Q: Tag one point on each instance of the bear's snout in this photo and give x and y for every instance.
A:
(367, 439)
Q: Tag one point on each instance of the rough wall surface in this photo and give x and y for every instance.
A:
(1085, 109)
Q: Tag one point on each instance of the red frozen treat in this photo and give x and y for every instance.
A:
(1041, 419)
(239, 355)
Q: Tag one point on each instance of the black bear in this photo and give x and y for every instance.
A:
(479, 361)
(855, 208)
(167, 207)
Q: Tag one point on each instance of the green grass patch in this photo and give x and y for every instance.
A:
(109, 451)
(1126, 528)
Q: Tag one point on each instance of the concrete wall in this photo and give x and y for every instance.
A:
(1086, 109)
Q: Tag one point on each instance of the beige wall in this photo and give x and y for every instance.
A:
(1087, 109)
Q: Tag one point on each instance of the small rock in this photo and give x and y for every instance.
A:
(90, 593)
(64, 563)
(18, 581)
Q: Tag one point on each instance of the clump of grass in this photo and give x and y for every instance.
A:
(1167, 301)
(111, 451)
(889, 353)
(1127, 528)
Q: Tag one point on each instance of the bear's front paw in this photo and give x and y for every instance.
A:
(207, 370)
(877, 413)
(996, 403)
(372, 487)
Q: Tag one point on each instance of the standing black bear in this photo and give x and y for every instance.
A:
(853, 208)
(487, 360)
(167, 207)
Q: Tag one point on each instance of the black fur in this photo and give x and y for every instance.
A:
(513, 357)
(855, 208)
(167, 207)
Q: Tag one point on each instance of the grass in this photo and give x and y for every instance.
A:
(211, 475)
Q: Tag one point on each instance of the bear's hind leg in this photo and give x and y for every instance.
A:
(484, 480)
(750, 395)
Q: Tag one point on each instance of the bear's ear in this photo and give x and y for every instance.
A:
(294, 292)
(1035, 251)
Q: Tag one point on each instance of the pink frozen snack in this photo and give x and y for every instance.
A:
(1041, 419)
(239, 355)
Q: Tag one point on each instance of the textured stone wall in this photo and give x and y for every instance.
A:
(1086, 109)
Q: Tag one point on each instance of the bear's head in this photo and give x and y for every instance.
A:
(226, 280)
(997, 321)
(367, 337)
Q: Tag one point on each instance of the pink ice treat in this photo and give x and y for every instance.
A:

════════════════

● **DIRECTIONS**
Turn every line of the records above into a Markdown table with two columns, Row and Line, numbering the rows in order and leaving out any blank lines.

● **OUTPUT FOR THIS TASK**
| Row | Line |
|---|---|
| 1 | Q: Tag one point on each instance of the bear's snout in this photo and give x and y for every instance. |
| 2 | A: |
| 3 | (367, 439) |
| 4 | Q: Tag one point on each instance of the rough wall surface in this photo and give x and y for every instance. |
| 5 | A: |
| 6 | (1085, 109) |
| 7 | Q: Tag one point on each instance of the red frozen treat in this photo and give x and y for every instance. |
| 8 | A: |
| 9 | (1041, 419) |
| 10 | (239, 355) |
| 11 | Q: Tag one point on each instance of the black bear in this photo and give x and y for every instance. |
| 12 | A: |
| 13 | (479, 361) |
| 14 | (855, 208) |
| 15 | (167, 207) |
| 16 | Q: Tag one point on each instance of the green grass patch in this photo and give x and y for every instance. |
| 17 | A: |
| 18 | (109, 451) |
| 19 | (1126, 528) |
| 20 | Q: Tag one point on each instance of the concrete wall in this photo and give x and y for every instance. |
| 21 | A: |
| 22 | (1086, 109) |
| 23 | Q: Tag one point on each instance of the beige wall in this photo and give x and y for every instance. |
| 24 | A: |
| 25 | (1087, 109) |
| 26 | Q: Tag one point on each instance of the small rock in this photo and give x and y for every instance. |
| 27 | A: |
| 28 | (90, 593) |
| 29 | (64, 563) |
| 30 | (18, 581) |
| 31 | Q: Tag one point on each instance of the clump of grass in this photo and give x and y for every instance. |
| 32 | A: |
| 33 | (1167, 301) |
| 34 | (111, 451) |
| 35 | (889, 353) |
| 36 | (1127, 528) |
| 37 | Q: Tag one point on each instance of the bear's front paw in this photo and give x and y for every instance. |
| 38 | A: |
| 39 | (207, 370) |
| 40 | (877, 413) |
| 41 | (996, 403) |
| 42 | (372, 487) |
| 43 | Q: Tag one point on each instance of the standing black bear in this photo and give x and y for every instance. |
| 44 | A: |
| 45 | (853, 208) |
| 46 | (487, 360) |
| 47 | (167, 207) |
| 48 | Q: Tag one point on each instance of the black fur in this photo and give x and y for every instance. |
| 49 | A: |
| 50 | (513, 357) |
| 51 | (855, 208) |
| 52 | (167, 207) |
| 53 | Q: Tag one point on each instance of the grass in this photo and give x and y for every instance. |
| 54 | A: |
| 55 | (211, 475) |
| 56 | Q: Tag one point on each instance of the bear's hind leg in this photo and give x and y for every instance. |
| 57 | A: |
| 58 | (484, 480) |
| 59 | (750, 395) |
| 60 | Q: Tag one point on each instance of the bear's ear in this photo and give x and y for every instance. |
| 61 | A: |
| 62 | (294, 292) |
| 63 | (1035, 251) |
| 64 | Q: Tag one point on each instance of the pink frozen snack in this photo and give x and y for every instance. |
| 65 | A: |
| 66 | (1041, 419) |
| 67 | (239, 355) |
| 68 | Q: Tag one point on each instance of the textured stone wall in this photo and give x and y for every instance. |
| 69 | A: |
| 70 | (1086, 109) |
| 71 | Q: Tag one point on each instance of the bear's head in this photo and give x and y for every instance. |
| 72 | A: |
| 73 | (226, 280) |
| 74 | (997, 321) |
| 75 | (367, 337) |
| 76 | Q: Tag one point on each instance of the pink ice treat in this photo and give x and y for every instance. |
| 77 | A: |